# [Problem statement]
Copy the material below line for line, with no changes.

Dataset entries
________________________
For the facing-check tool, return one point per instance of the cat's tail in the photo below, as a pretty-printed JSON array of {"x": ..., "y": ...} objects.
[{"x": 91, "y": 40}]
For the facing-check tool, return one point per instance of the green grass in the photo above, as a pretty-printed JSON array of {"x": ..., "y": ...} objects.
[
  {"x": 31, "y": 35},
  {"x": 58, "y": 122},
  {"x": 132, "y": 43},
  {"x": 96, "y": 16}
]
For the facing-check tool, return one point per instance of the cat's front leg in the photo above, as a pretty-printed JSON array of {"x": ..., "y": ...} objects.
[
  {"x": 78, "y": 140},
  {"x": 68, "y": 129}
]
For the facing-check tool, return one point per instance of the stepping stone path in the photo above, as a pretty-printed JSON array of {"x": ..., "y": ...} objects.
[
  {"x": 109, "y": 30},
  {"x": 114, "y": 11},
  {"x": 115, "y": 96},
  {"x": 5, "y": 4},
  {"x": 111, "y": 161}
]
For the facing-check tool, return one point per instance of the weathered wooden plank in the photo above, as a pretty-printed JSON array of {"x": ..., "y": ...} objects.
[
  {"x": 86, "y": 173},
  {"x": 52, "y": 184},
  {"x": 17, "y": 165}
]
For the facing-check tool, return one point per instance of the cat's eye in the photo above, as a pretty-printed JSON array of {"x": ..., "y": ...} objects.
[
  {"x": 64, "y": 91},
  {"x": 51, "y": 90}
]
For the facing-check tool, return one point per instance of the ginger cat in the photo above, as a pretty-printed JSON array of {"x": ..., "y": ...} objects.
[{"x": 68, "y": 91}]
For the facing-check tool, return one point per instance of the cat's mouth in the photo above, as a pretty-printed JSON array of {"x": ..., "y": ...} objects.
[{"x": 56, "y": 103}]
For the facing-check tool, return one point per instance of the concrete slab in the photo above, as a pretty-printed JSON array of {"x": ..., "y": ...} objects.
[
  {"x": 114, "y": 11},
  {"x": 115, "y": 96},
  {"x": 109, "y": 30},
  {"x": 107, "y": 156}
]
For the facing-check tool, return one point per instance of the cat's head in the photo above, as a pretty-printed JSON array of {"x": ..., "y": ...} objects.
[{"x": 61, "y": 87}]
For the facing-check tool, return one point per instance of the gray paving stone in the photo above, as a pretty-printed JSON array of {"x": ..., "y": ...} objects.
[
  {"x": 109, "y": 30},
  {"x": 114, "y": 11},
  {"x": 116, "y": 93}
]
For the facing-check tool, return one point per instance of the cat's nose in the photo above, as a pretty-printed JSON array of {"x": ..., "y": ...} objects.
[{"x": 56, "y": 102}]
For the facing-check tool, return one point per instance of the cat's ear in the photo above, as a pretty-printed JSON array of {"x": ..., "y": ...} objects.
________________________
# [Task response]
For the facing-check tool, return one point per instance of the cat's tail in the photo below, as a pretty-printed JSON array of {"x": ..., "y": ...} objects.
[{"x": 91, "y": 40}]
For the facing-check tool, return one point per instance of the green grass in the photo above, as a pretty-printed JSON array of {"x": ..., "y": ...} objects.
[
  {"x": 31, "y": 35},
  {"x": 58, "y": 122},
  {"x": 132, "y": 43},
  {"x": 96, "y": 16}
]
For the facing-check tool, return one point per instance of the cat's front leg in the photo above, as a pretty-printed JSON array of {"x": ..., "y": ...} objects.
[
  {"x": 78, "y": 140},
  {"x": 68, "y": 129}
]
For the facing-check tool, return one point per instance of the stepping stone path in the photo above, as a pretty-printed JSON array of {"x": ..., "y": ...} objects.
[
  {"x": 109, "y": 30},
  {"x": 114, "y": 11},
  {"x": 115, "y": 96},
  {"x": 5, "y": 4},
  {"x": 111, "y": 161}
]
For the facing-check tool, return one point per instance of the weathered wooden plank in the photo above, as a pretty-printed JSON array of {"x": ..., "y": ...} objects.
[
  {"x": 86, "y": 173},
  {"x": 52, "y": 184},
  {"x": 17, "y": 165}
]
For the facing-check tool, return one point per instance of the cat's eye in the photo above, as a pretty-printed JSON array of {"x": ..., "y": ...} objects.
[
  {"x": 64, "y": 91},
  {"x": 51, "y": 90}
]
For the facing-check tool, return one point per instance of the ginger cat in the photo above, as a pretty-printed JSON array of {"x": ..., "y": ...} objects.
[{"x": 68, "y": 91}]
For the facing-check tool, return one point per instance of the cat's mouth in the photo above, as a pretty-printed JSON array of {"x": ..., "y": ...} objects.
[{"x": 56, "y": 103}]
For the facing-check tool, return one point per instance of the concrete slab in the photo above, as a pretty-printed JSON array of {"x": ..., "y": ...} objects.
[
  {"x": 114, "y": 11},
  {"x": 115, "y": 96},
  {"x": 109, "y": 30},
  {"x": 107, "y": 156}
]
For the facing-check tool, return one point per instance of the cat's head in the photo above, as a pretty-printed JSON array of {"x": ..., "y": ...} objects.
[{"x": 61, "y": 87}]
For the facing-check tool, return one point per instance of the gray paving stone in the photo above, as a pretty-printed JSON array of {"x": ..., "y": ...} objects.
[
  {"x": 109, "y": 30},
  {"x": 114, "y": 11},
  {"x": 116, "y": 93}
]
For the facing-check tool, return one point per instance of the cat's nose in the photo above, as a pretty-printed JSON array of {"x": ..., "y": ...} objects.
[{"x": 56, "y": 102}]
For the facing-check tool, return one point per instance of the cat's ear in the photo above, as a pretty-printed JSON array of {"x": ..., "y": ...} objects.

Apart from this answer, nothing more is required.